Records

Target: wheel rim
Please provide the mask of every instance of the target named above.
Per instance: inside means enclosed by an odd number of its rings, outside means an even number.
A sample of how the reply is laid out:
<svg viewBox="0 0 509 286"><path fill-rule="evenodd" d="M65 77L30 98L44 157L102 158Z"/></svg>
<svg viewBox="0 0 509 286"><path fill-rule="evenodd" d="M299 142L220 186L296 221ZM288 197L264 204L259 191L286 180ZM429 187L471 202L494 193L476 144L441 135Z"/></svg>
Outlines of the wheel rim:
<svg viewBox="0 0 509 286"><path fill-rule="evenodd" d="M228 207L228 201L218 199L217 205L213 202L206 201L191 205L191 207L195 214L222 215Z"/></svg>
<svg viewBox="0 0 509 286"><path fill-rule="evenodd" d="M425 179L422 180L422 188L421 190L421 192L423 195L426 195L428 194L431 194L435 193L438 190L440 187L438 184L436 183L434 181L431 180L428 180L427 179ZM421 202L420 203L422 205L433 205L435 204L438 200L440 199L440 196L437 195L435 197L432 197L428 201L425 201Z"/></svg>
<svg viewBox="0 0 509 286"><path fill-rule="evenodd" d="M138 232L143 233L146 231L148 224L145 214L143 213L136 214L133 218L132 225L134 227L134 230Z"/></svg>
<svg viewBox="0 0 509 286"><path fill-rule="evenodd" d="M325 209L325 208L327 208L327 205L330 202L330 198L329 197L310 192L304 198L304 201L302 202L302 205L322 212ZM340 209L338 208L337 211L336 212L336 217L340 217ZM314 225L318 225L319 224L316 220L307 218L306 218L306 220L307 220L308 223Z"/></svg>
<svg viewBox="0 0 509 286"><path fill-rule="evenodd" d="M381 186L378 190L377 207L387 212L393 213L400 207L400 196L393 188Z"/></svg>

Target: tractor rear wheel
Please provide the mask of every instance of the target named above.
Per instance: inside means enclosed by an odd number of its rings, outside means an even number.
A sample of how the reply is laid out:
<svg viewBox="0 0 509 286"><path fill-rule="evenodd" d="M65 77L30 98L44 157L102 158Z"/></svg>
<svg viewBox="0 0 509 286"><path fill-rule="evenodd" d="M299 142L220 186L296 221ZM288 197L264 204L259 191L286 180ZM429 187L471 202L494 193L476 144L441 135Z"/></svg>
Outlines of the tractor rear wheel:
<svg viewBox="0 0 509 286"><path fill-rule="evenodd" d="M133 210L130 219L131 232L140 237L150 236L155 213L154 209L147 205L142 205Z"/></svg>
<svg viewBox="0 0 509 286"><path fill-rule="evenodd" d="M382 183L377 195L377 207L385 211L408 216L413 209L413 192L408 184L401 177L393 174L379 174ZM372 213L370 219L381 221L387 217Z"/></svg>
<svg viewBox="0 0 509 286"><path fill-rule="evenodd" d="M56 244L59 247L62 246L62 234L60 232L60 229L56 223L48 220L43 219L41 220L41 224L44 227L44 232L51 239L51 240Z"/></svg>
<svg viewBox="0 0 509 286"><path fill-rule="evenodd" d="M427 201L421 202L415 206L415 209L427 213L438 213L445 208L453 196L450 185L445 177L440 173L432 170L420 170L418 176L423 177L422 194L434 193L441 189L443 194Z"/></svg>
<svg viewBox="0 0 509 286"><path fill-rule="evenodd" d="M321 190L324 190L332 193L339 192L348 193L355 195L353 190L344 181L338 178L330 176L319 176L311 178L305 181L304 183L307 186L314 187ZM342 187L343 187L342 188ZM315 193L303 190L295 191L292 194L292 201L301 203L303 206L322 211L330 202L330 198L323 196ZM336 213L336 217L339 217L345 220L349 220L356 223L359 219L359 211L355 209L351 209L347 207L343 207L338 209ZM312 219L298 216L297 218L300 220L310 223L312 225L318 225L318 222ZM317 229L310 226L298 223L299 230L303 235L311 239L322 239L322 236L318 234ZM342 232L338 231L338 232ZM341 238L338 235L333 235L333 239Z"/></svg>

Your goal >> Print every one of the entries above again, with each line reproduced word for word and in the same order.

Output for this exercise >>
Target: wheel rim
Please provide the mask of every instance of the target named above.
Per instance: inside means enclosed by an odd number of its rings, outside means an even number.
A sample of how the reply is laid out:
<svg viewBox="0 0 509 286"><path fill-rule="evenodd" d="M65 77L30 98L44 157L102 158Z"/></svg>
<svg viewBox="0 0 509 286"><path fill-rule="evenodd" d="M299 142L220 186L296 221ZM288 197L264 204L259 191L286 180ZM429 187L471 202L494 193L476 144L441 135Z"/></svg>
Outlines of the wheel rim:
<svg viewBox="0 0 509 286"><path fill-rule="evenodd" d="M228 207L228 201L218 199L217 205L213 202L206 201L191 205L191 207L195 214L222 215Z"/></svg>
<svg viewBox="0 0 509 286"><path fill-rule="evenodd" d="M425 179L422 180L422 188L421 190L421 192L423 195L426 195L428 194L431 194L435 193L438 190L440 187L438 184L436 183L434 181L431 180L428 180L427 179ZM421 202L420 203L422 205L433 205L435 204L438 200L440 199L440 196L437 195L435 197L432 197L428 201L425 201Z"/></svg>
<svg viewBox="0 0 509 286"><path fill-rule="evenodd" d="M138 232L143 233L146 231L148 224L145 214L143 213L136 214L133 218L132 225L134 227L134 230Z"/></svg>
<svg viewBox="0 0 509 286"><path fill-rule="evenodd" d="M325 209L325 208L327 208L327 205L330 202L330 198L329 197L310 192L304 198L304 201L302 202L302 205L322 212ZM340 209L338 208L337 211L336 212L336 217L340 217ZM314 225L318 225L319 224L316 220L307 218L306 218L306 220L307 220L308 223Z"/></svg>
<svg viewBox="0 0 509 286"><path fill-rule="evenodd" d="M381 186L378 190L377 207L387 212L393 213L400 207L400 196L393 188Z"/></svg>

Target: tractor rear wheel
Please provide the mask of every instance of the target named above.
Per instance: inside means enclosed by an odd number of its rings, outside means an even number.
A sample of how the reply is laid out:
<svg viewBox="0 0 509 286"><path fill-rule="evenodd" d="M65 77L30 98L44 157L102 158Z"/></svg>
<svg viewBox="0 0 509 286"><path fill-rule="evenodd" d="M299 142L220 186L296 221ZM288 197L264 204L259 191L286 180ZM429 187L471 202L494 193L476 144L441 135Z"/></svg>
Outlines of the tractor rear wheel:
<svg viewBox="0 0 509 286"><path fill-rule="evenodd" d="M133 210L130 219L131 232L140 237L150 236L155 213L154 209L147 205L142 205Z"/></svg>
<svg viewBox="0 0 509 286"><path fill-rule="evenodd" d="M382 183L377 195L377 207L385 211L408 216L413 209L413 192L408 184L401 177L393 174L379 174ZM372 213L370 219L381 221L387 217Z"/></svg>
<svg viewBox="0 0 509 286"><path fill-rule="evenodd" d="M56 244L59 247L62 246L62 234L60 232L60 229L56 223L48 220L43 219L41 220L41 224L44 227L44 232L51 239L51 240Z"/></svg>
<svg viewBox="0 0 509 286"><path fill-rule="evenodd" d="M427 201L421 202L415 206L415 209L427 213L438 213L445 208L453 196L450 185L445 177L440 173L432 170L420 170L418 176L423 177L422 194L434 193L441 189L443 194Z"/></svg>
<svg viewBox="0 0 509 286"><path fill-rule="evenodd" d="M321 190L324 190L332 193L339 192L348 193L355 195L353 190L344 181L338 178L330 176L319 176L311 178L305 181L304 183L307 186L314 187ZM342 187L343 187L342 188ZM315 193L303 190L295 191L292 194L292 201L301 203L303 206L322 211L330 202L330 198L323 196ZM336 213L336 217L339 217L345 220L349 220L356 223L359 219L359 211L355 209L351 209L347 207L343 207L338 209ZM312 219L298 216L297 218L300 220L310 223L312 225L318 225L318 222ZM317 229L310 226L298 223L299 230L303 235L311 239L322 239L322 236L318 234ZM342 232L338 231L338 232ZM341 238L338 235L333 235L333 239Z"/></svg>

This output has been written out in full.